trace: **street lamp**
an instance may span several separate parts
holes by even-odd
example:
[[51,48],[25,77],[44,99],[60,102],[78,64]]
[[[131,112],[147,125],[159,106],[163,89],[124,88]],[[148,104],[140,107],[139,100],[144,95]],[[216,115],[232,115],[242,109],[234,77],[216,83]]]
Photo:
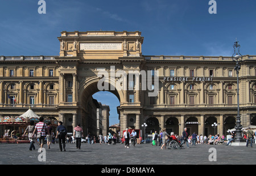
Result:
[[214,135],[215,135],[215,129],[216,128],[217,125],[218,124],[216,122],[214,122],[213,124],[212,124],[212,127],[213,128],[214,128]]
[[142,124],[141,126],[144,127],[144,144],[146,144],[146,127],[147,127],[147,125],[146,123]]
[[[234,53],[232,55],[232,60],[236,62],[236,66],[234,69],[237,71],[237,116],[236,124],[234,127],[236,129],[236,139],[234,140],[235,143],[244,142],[243,137],[242,136],[242,126],[241,124],[241,116],[239,109],[239,70],[241,68],[241,62],[242,62],[242,56],[240,54],[240,45],[238,44],[238,41],[236,41],[234,43],[233,45],[234,48]],[[234,56],[234,55],[235,55]]]

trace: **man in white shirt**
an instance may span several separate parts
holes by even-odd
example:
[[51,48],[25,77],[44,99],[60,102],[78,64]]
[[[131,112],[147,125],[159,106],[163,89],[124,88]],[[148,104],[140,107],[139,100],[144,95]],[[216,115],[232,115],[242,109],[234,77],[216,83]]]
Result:
[[133,132],[131,134],[131,137],[133,137],[133,146],[135,146],[135,140],[136,140],[136,136],[137,136],[137,133],[135,131],[134,129],[133,129]]

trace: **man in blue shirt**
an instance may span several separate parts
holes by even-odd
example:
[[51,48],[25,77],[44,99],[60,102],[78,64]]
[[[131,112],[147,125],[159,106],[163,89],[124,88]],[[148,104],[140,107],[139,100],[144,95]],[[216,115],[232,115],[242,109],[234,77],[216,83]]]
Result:
[[197,135],[196,134],[196,132],[194,132],[192,134],[192,145],[196,145],[196,137]]
[[133,129],[133,132],[131,133],[131,137],[133,137],[133,146],[135,146],[135,145],[136,136],[137,136],[137,133],[136,133],[134,129]]

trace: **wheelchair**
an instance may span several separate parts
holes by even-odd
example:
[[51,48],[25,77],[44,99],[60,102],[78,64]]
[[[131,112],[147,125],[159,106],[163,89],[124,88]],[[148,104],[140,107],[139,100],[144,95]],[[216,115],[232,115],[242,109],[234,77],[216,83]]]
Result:
[[180,141],[177,140],[173,140],[172,137],[168,137],[169,141],[167,143],[167,146],[170,149],[180,149],[182,145]]

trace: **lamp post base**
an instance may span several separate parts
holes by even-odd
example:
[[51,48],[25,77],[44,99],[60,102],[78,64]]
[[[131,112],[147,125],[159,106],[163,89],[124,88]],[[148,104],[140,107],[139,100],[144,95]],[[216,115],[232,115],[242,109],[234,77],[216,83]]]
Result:
[[234,141],[233,143],[231,143],[232,146],[246,146],[246,143],[245,141]]

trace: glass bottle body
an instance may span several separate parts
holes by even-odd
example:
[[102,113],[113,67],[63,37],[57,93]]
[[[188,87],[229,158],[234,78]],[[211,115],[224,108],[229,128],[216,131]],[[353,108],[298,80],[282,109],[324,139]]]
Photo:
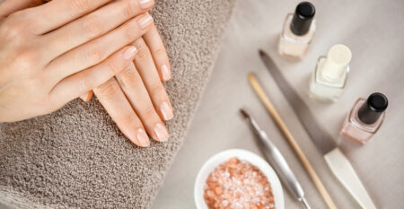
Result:
[[279,40],[279,54],[293,59],[302,59],[306,54],[316,30],[315,20],[312,22],[309,31],[298,36],[291,30],[291,23],[294,13],[288,13],[285,20],[284,28]]
[[358,110],[364,102],[366,102],[366,100],[362,98],[356,100],[348,117],[343,122],[340,132],[346,138],[359,144],[369,142],[370,138],[379,130],[385,116],[385,112],[383,112],[376,122],[373,124],[363,123],[358,118]]
[[310,95],[324,101],[335,101],[344,91],[349,73],[349,65],[337,79],[329,79],[323,74],[326,57],[320,57],[310,82]]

Your goal: Please repeat the material from the line with "trace: glass bottle body" through the end, substituting "object" for "instance" and keeping everything else the same, but leave out the pictures.

Reply:
trace: glass bottle body
an object may span several separate parts
holes by even-odd
example:
[[102,113],[113,67],[63,37],[57,93]]
[[[188,87],[229,158],[234,78]],[[211,115],[224,108],[229,128],[216,131]],[[353,108],[298,80],[282,109],[324,139]]]
Photo:
Result:
[[279,40],[279,54],[293,59],[302,59],[306,54],[316,30],[315,20],[312,22],[309,31],[298,36],[291,30],[291,23],[294,13],[288,13],[285,20],[284,28]]
[[358,110],[364,102],[366,102],[366,100],[362,98],[356,100],[348,117],[343,122],[340,132],[346,138],[359,144],[369,142],[370,138],[379,130],[385,116],[385,112],[383,112],[376,122],[373,124],[363,123],[358,118]]
[[310,95],[324,101],[335,101],[344,91],[349,73],[349,65],[337,79],[329,79],[323,74],[326,57],[320,57],[310,82]]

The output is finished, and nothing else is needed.